WordPiece Tokenization: A BPE Variant

Introduction

WordPiece is a subword tokenization algorithm closely related to Byte Pair Encoding (BPE). Developed by Google, it was initially used for Japanese and Korean voice search, and later became a crucial component in models like BERT, DistilBERT, and other transformer-based architectures.

How WordPiece Relates to BPE

WordPiece and BPE share the same fundamental concept: iteratively merging frequent pairs of characters or subwords to create a vocabulary of subword units. However, WordPiece introduces a key modification in how it selects pairs to merge.

WordPiece Algorithm: A Detailed Breakdown

1. Initialization

Process

Start with a vocabulary of individual characters from the training corpus.

(Data lines)
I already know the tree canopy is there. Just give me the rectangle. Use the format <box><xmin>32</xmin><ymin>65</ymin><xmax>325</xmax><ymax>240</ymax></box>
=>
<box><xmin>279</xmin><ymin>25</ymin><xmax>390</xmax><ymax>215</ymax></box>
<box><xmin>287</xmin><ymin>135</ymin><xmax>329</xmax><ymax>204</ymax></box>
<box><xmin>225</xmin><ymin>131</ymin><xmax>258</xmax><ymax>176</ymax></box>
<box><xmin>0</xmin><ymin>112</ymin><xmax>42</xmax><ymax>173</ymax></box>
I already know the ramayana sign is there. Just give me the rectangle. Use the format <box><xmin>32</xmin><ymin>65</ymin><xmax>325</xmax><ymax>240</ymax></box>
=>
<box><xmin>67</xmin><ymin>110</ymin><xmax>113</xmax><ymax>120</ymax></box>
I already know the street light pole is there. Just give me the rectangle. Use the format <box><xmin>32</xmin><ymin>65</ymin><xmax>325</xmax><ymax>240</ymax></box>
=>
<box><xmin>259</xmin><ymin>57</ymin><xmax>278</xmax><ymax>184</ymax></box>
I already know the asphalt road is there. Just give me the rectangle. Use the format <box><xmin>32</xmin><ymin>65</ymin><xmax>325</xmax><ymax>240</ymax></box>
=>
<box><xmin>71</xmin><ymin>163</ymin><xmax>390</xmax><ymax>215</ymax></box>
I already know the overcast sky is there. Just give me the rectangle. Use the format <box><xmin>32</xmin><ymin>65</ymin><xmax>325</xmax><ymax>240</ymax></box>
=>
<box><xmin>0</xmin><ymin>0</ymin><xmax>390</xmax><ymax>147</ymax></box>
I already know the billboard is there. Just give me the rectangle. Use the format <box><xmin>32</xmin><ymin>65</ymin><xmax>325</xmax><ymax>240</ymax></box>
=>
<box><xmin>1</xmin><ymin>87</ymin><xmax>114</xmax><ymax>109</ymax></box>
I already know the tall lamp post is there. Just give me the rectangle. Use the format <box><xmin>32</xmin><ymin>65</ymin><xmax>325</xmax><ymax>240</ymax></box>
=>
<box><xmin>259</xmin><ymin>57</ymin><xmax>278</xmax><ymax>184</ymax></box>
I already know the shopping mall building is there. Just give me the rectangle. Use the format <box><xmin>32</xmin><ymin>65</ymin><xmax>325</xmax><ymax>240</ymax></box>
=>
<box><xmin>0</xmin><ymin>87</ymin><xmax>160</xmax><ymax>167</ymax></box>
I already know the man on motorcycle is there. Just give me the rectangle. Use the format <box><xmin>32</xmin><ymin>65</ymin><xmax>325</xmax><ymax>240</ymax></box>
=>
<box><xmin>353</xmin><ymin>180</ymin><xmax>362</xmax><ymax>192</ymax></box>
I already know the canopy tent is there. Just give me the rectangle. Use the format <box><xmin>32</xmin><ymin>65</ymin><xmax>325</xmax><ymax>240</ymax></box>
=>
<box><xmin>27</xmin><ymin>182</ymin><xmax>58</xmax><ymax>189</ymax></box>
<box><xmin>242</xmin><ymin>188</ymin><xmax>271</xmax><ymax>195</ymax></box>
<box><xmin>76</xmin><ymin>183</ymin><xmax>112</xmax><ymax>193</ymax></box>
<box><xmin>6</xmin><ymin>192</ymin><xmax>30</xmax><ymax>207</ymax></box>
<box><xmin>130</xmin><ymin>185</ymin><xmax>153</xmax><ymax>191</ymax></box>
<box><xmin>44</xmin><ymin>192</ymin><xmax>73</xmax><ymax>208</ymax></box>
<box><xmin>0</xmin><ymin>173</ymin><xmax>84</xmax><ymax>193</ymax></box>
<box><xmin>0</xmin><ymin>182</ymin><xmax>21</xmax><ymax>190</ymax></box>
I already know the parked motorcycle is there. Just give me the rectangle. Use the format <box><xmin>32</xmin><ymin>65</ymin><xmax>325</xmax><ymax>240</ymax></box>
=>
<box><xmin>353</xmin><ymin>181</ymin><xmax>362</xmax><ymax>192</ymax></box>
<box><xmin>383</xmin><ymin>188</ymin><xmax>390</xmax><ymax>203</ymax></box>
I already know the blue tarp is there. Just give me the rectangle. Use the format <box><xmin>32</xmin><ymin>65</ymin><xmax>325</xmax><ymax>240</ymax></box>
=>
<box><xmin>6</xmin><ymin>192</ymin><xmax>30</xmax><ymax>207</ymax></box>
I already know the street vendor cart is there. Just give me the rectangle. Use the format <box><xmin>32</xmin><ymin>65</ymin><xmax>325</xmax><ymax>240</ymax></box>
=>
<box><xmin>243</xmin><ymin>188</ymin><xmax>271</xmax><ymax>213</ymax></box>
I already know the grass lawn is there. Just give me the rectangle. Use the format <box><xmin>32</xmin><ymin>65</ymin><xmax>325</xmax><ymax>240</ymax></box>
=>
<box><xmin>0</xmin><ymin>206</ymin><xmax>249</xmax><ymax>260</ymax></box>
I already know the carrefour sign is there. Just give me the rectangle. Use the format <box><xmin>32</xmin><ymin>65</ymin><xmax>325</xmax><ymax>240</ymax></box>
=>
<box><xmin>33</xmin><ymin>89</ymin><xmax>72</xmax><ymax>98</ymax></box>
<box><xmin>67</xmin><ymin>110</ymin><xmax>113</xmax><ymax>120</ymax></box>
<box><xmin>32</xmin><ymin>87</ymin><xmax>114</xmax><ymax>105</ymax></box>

### [SET PROBLEM 1]
Using the WordPiece passage, answer each question on its own line:
(a) Which company developed WordPiece?
(b) What was WordPiece first used for?
(c) What does the initialization step start with?
### [SET PROBLEM 2]
Continue the WordPiece passage from its last sentence.
None of these tasks involve the lines of data.

### [EXERCISE RESULT 1]
(a) Google
(b) Japanese and Korean voice search
(c) A vocabulary of individual characters from the training corpus

### [EXERCISE RESULT 2]
Add special tokens:
1. [UNK] for unknown tokens
2. ## prefix for subwords that don't start a word

Rationale

Character-level initialization ensures coverage of all possible subwords.
Special tokens help in handling unseen words and maintaining word boundary information.

2. Tokenization of Training Data

Process

Split the training corpus into words.
For each word, create all possible subword combinations.

Rationale

This step creates the initial pool of potential subwords to consider for the vocabulary.

Example

For the word "looking":

l, lo, loo, look, looki, lookin, looking

o, oo, ook, ooki, ookin, ooking

o, ok, oki, okin, oking

k, ki, kin, king

i, in, ing

n, ng

3. Calculating Token Frequencies

Process

Count the frequency of each subword in the training data.
Keep track of which subwords appear at the start of words vs. in the middle/end.

Rationale

Frequency information is crucial for the scoring step.
Distinguishing between word-initial and non-initial subwords helps maintain word structure information.

4. Iterative Merging

This is the core of the algorithm, repeated until the desired vocabulary size is reached or the highest score falls below a threshold.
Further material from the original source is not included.